Work to complete
Write out everything in the Hermès lipstick article from "- Netizens have" down to "drops and products.", substituting "makeup buyers" for "beauty shoppers".

- Beauty is booming amidst an economic slowdown in China, so Hermès is right to join the fray.
- Netizens have varying opinions about the new lipstick line.
- Is Hermès’ message of sustainability coming through?
“There is no more Hermès of lipstick. The real Hermès Lipstick is on the way.” This was the launch announcement from Hermès Lipstick collection, which has become buzzy news on Weibo and Little Red Book where beauty shoppers seek the latest drops and products.
Last Friday, luxury fashion house Hermès disclosed its foray into the beauty world with its first makeup product — “Rough Hermès: a brand new lipstick line. Although beauty products have already been a cash cow for luxury brands like Chanel and Dior, Hermès has yet to jump into this lucrative market until now. According to a recent report on Hermès 4Q19 by Morgan Stanley Research, the group is reducing its reliance on its leather goods category in general — and a few iconic bags in particular — and beauty is expected to cap the brand’s margin expansion this year.

Provided data
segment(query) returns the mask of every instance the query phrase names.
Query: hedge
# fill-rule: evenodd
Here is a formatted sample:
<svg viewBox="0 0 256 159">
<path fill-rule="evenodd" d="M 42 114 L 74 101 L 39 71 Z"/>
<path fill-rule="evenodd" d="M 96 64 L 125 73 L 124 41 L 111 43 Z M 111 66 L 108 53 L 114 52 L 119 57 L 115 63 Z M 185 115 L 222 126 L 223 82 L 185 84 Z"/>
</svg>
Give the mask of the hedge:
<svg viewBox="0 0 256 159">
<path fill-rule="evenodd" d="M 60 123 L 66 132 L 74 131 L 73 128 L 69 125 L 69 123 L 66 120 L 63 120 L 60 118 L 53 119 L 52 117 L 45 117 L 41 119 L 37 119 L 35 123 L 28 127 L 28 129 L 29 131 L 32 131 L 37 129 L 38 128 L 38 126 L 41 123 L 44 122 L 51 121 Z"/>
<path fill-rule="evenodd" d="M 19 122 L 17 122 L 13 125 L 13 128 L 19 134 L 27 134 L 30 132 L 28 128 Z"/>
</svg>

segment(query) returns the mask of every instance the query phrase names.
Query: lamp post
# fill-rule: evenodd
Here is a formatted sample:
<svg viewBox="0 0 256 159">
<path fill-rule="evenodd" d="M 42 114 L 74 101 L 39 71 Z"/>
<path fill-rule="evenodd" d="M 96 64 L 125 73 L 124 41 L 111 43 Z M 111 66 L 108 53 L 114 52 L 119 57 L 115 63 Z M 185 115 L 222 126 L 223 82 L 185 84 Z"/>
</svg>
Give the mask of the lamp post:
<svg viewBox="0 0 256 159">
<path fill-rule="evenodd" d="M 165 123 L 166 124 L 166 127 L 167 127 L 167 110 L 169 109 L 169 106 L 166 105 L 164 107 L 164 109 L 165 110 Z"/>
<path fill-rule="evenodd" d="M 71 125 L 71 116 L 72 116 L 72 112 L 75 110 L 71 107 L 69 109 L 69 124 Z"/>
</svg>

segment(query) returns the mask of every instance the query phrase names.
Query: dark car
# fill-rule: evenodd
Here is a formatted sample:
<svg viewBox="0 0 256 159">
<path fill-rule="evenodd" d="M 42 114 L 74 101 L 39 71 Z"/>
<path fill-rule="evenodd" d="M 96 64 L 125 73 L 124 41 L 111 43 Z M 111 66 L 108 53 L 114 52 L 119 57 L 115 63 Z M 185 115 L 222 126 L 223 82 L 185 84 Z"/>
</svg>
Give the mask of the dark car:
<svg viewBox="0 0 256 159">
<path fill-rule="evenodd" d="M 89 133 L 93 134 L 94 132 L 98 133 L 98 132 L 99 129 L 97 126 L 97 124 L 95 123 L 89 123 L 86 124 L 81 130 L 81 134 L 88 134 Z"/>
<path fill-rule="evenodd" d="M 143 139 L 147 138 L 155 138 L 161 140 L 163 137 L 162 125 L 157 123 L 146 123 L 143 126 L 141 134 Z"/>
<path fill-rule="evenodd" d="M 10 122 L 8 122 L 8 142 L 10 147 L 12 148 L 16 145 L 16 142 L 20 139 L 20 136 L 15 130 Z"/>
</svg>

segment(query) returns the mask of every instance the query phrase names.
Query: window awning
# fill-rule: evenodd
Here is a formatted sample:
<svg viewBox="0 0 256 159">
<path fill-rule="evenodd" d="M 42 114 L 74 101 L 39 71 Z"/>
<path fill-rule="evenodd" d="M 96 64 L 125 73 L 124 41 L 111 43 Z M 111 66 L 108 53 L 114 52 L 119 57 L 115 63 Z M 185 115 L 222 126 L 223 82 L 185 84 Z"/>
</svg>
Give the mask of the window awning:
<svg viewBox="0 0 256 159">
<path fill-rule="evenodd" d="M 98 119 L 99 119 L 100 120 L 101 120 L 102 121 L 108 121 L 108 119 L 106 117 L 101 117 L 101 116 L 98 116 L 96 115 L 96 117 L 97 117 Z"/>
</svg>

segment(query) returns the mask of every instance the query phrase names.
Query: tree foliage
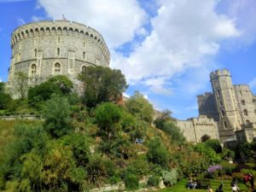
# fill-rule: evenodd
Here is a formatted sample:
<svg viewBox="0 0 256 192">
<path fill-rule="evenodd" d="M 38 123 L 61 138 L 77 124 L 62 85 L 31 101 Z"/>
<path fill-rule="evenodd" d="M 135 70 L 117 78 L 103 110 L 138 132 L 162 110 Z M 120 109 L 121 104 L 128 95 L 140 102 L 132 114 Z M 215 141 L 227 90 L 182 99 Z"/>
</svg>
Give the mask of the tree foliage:
<svg viewBox="0 0 256 192">
<path fill-rule="evenodd" d="M 44 101 L 50 99 L 52 94 L 67 96 L 72 92 L 72 81 L 65 75 L 57 75 L 28 90 L 28 102 L 38 107 Z"/>
<path fill-rule="evenodd" d="M 55 137 L 60 137 L 72 129 L 70 105 L 67 98 L 53 95 L 43 106 L 44 128 Z"/>
<path fill-rule="evenodd" d="M 154 113 L 153 106 L 140 92 L 136 91 L 134 96 L 125 102 L 125 107 L 131 113 L 140 119 L 148 123 L 152 122 Z"/>
<path fill-rule="evenodd" d="M 166 167 L 169 162 L 169 153 L 159 137 L 154 137 L 148 143 L 148 160 L 154 164 Z"/>
<path fill-rule="evenodd" d="M 117 102 L 127 89 L 120 70 L 103 67 L 88 67 L 79 76 L 84 84 L 84 102 L 89 108 L 102 102 Z"/>
</svg>

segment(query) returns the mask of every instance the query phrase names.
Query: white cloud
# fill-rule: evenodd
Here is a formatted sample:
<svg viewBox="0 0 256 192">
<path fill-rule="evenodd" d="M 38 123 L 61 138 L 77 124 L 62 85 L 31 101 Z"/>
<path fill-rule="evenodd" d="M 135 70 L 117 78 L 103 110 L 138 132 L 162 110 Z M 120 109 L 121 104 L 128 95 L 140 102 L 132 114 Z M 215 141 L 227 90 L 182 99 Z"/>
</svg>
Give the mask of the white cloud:
<svg viewBox="0 0 256 192">
<path fill-rule="evenodd" d="M 110 48 L 132 40 L 147 15 L 136 0 L 38 0 L 49 17 L 84 23 L 100 32 Z"/>
<path fill-rule="evenodd" d="M 236 20 L 241 37 L 234 44 L 252 44 L 256 40 L 256 3 L 255 0 L 222 0 L 218 9 Z"/>
<path fill-rule="evenodd" d="M 249 83 L 249 85 L 251 88 L 256 88 L 256 78 L 254 78 L 251 82 Z"/>
<path fill-rule="evenodd" d="M 0 0 L 0 3 L 18 3 L 18 2 L 28 2 L 31 0 Z"/>
<path fill-rule="evenodd" d="M 128 58 L 113 55 L 112 66 L 131 84 L 144 82 L 152 88 L 153 82 L 154 89 L 165 88 L 174 75 L 207 65 L 205 58 L 215 55 L 223 40 L 241 34 L 233 20 L 216 13 L 215 0 L 159 0 L 159 4 L 145 41 Z"/>
<path fill-rule="evenodd" d="M 22 26 L 26 23 L 26 21 L 22 18 L 18 18 L 17 22 L 19 26 Z"/>
</svg>

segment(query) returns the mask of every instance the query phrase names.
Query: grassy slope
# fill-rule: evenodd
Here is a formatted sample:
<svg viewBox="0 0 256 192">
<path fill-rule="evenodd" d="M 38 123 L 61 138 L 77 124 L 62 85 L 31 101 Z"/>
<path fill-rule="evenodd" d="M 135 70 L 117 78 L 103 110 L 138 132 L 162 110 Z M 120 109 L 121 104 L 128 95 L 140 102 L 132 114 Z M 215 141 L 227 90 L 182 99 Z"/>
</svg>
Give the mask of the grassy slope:
<svg viewBox="0 0 256 192">
<path fill-rule="evenodd" d="M 215 191 L 218 185 L 220 184 L 221 180 L 218 179 L 211 179 L 211 186 L 213 191 Z M 224 191 L 232 191 L 230 187 L 231 180 L 223 180 L 224 183 Z M 200 192 L 200 191 L 207 191 L 207 189 L 186 189 L 187 180 L 183 179 L 173 187 L 166 188 L 163 189 L 158 190 L 158 192 L 189 192 L 189 191 L 195 191 L 195 192 Z M 238 183 L 238 186 L 240 188 L 240 191 L 249 191 L 249 189 L 244 185 L 243 183 Z"/>
</svg>

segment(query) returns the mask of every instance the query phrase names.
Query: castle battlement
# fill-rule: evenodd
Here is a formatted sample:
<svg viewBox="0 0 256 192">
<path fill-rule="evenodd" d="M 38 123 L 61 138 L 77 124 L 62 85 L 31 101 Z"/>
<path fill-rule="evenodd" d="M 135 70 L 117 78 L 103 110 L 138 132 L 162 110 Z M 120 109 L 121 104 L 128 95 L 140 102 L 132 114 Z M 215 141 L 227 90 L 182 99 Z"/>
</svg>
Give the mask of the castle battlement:
<svg viewBox="0 0 256 192">
<path fill-rule="evenodd" d="M 13 32 L 11 46 L 26 38 L 55 35 L 80 37 L 93 41 L 100 47 L 108 62 L 110 61 L 110 53 L 102 36 L 90 26 L 69 20 L 43 20 L 23 25 Z"/>
<path fill-rule="evenodd" d="M 230 72 L 228 69 L 219 69 L 219 70 L 216 70 L 214 72 L 212 72 L 210 73 L 210 79 L 211 80 L 216 78 L 218 78 L 220 76 L 230 76 L 231 77 Z"/>
</svg>

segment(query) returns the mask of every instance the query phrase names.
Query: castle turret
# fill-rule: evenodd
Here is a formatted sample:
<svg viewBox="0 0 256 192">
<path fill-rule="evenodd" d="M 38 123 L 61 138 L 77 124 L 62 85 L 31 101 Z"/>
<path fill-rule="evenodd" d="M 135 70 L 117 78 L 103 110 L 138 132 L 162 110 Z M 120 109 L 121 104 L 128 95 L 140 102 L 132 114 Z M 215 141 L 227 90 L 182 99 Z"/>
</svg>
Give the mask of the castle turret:
<svg viewBox="0 0 256 192">
<path fill-rule="evenodd" d="M 210 78 L 219 117 L 220 140 L 233 137 L 235 131 L 241 129 L 241 123 L 230 73 L 227 69 L 217 70 L 211 73 Z"/>
</svg>

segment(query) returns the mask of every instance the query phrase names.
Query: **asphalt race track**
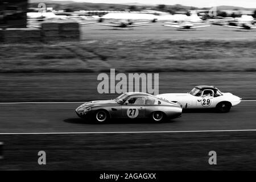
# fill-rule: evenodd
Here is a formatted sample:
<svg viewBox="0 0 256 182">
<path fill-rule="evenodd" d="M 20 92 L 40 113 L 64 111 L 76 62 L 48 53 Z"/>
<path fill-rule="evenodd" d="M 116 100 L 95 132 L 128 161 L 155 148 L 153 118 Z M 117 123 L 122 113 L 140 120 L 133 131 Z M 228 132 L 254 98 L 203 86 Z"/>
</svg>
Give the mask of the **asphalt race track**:
<svg viewBox="0 0 256 182">
<path fill-rule="evenodd" d="M 96 125 L 80 119 L 75 109 L 81 104 L 1 104 L 1 133 L 134 132 L 256 129 L 256 102 L 243 101 L 226 114 L 187 111 L 163 123 L 117 120 Z"/>
<path fill-rule="evenodd" d="M 80 104 L 1 104 L 1 133 L 38 134 L 0 135 L 5 143 L 0 169 L 256 169 L 255 101 L 243 101 L 225 114 L 185 111 L 181 118 L 157 124 L 94 124 L 76 116 Z M 237 130 L 251 130 L 230 131 Z M 37 163 L 40 150 L 47 154 L 46 166 Z M 212 150 L 217 154 L 216 166 L 208 162 Z"/>
</svg>

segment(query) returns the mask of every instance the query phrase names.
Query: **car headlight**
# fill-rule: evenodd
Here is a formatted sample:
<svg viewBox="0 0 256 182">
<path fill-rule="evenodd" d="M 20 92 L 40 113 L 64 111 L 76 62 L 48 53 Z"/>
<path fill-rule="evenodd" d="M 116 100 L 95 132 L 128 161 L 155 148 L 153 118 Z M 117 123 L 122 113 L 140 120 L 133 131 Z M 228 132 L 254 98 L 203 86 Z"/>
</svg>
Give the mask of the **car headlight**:
<svg viewBox="0 0 256 182">
<path fill-rule="evenodd" d="M 84 113 L 87 113 L 89 112 L 90 110 L 90 107 L 86 108 L 85 110 L 84 110 Z"/>
</svg>

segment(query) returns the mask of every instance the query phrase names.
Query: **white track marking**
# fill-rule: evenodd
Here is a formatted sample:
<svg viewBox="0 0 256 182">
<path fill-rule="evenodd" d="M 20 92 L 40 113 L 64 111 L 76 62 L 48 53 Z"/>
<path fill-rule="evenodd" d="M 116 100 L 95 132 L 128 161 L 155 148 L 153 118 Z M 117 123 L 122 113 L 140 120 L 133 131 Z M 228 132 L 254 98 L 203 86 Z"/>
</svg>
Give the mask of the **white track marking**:
<svg viewBox="0 0 256 182">
<path fill-rule="evenodd" d="M 256 100 L 242 100 L 242 102 L 255 102 Z M 82 104 L 85 102 L 0 102 L 0 104 Z"/>
<path fill-rule="evenodd" d="M 194 131 L 105 131 L 105 132 L 52 132 L 52 133 L 3 133 L 0 135 L 56 135 L 56 134 L 133 134 L 133 133 L 207 133 L 207 132 L 234 132 L 256 131 L 255 130 L 194 130 Z"/>
</svg>

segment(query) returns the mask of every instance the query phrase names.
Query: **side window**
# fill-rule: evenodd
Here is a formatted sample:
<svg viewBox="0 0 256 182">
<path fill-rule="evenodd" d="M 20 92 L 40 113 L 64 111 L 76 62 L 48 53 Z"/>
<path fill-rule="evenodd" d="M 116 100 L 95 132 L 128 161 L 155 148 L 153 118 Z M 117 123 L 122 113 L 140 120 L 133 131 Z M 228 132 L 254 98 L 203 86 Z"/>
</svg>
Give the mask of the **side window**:
<svg viewBox="0 0 256 182">
<path fill-rule="evenodd" d="M 151 97 L 146 97 L 145 105 L 158 104 L 158 101 Z"/>
<path fill-rule="evenodd" d="M 220 92 L 220 91 L 217 90 L 217 91 L 215 91 L 215 92 L 214 92 L 214 97 L 217 97 L 221 96 L 222 96 L 222 94 L 221 94 L 221 93 Z"/>
<path fill-rule="evenodd" d="M 144 105 L 144 97 L 134 97 L 130 98 L 128 102 L 127 105 Z"/>
<path fill-rule="evenodd" d="M 213 97 L 213 91 L 212 90 L 204 90 L 203 97 Z"/>
<path fill-rule="evenodd" d="M 195 95 L 195 96 L 200 97 L 201 94 L 202 94 L 202 90 L 200 90 Z"/>
</svg>

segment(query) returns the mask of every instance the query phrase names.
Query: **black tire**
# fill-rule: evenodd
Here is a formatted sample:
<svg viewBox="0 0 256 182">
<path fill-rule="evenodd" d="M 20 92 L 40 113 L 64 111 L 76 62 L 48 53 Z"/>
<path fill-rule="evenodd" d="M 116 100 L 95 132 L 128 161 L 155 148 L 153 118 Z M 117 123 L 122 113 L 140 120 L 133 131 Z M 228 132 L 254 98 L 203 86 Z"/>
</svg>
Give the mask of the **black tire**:
<svg viewBox="0 0 256 182">
<path fill-rule="evenodd" d="M 108 111 L 104 110 L 99 110 L 95 113 L 94 119 L 97 123 L 103 123 L 106 122 L 109 118 Z"/>
<path fill-rule="evenodd" d="M 161 111 L 155 111 L 151 114 L 151 120 L 155 123 L 160 123 L 165 119 L 164 113 Z"/>
<path fill-rule="evenodd" d="M 216 106 L 217 110 L 222 113 L 228 113 L 231 109 L 231 103 L 229 102 L 221 102 Z"/>
</svg>

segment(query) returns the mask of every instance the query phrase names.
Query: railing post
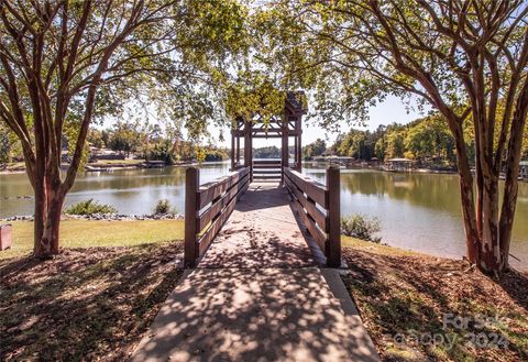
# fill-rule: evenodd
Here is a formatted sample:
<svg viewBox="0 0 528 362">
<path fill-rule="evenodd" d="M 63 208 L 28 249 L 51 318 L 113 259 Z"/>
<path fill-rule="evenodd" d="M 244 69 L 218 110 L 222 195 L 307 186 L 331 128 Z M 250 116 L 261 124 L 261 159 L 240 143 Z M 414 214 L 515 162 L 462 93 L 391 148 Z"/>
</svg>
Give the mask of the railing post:
<svg viewBox="0 0 528 362">
<path fill-rule="evenodd" d="M 196 217 L 198 213 L 197 194 L 200 186 L 200 173 L 196 167 L 189 167 L 185 172 L 185 248 L 184 263 L 187 267 L 196 266 L 198 259 L 198 245 L 196 230 Z"/>
<path fill-rule="evenodd" d="M 327 265 L 341 266 L 341 180 L 339 167 L 327 168 L 329 232 L 326 248 Z"/>
</svg>

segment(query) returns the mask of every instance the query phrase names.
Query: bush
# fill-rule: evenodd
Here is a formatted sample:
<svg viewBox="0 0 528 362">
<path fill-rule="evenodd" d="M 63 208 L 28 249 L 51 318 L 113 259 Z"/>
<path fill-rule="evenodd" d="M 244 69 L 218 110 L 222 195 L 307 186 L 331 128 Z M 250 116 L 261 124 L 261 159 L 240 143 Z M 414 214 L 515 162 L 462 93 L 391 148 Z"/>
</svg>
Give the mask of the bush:
<svg viewBox="0 0 528 362">
<path fill-rule="evenodd" d="M 346 237 L 378 243 L 382 241 L 382 238 L 375 237 L 374 234 L 381 230 L 380 219 L 377 218 L 371 219 L 360 213 L 341 218 L 341 233 Z"/>
<path fill-rule="evenodd" d="M 69 206 L 66 209 L 66 213 L 69 215 L 94 215 L 94 213 L 117 213 L 118 209 L 116 209 L 111 205 L 99 204 L 94 201 L 94 199 L 89 199 L 86 201 L 80 201 Z"/>
<path fill-rule="evenodd" d="M 170 212 L 172 212 L 172 206 L 167 199 L 161 199 L 160 201 L 157 201 L 156 206 L 154 207 L 154 215 L 164 215 L 164 213 L 170 213 Z"/>
</svg>

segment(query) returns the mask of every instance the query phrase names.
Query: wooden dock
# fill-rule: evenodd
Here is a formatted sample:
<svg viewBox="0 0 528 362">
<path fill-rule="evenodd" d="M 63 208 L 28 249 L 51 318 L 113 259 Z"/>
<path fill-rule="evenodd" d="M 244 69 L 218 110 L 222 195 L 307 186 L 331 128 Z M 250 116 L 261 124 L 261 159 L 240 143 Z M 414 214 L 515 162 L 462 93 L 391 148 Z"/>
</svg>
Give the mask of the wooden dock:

Reply
- Netizens have varying opinions about the new lipstick line.
- Is Hermès’ message of sustainability coming through?
“There is no more Hermès of lipstick. The real Hermès Lipstick is on the way.” This was the launch announcement from Hermès Lipstick collection, which has become buzzy news on Weibo and Little Red Book where makeup buyers seek the latest drops and products.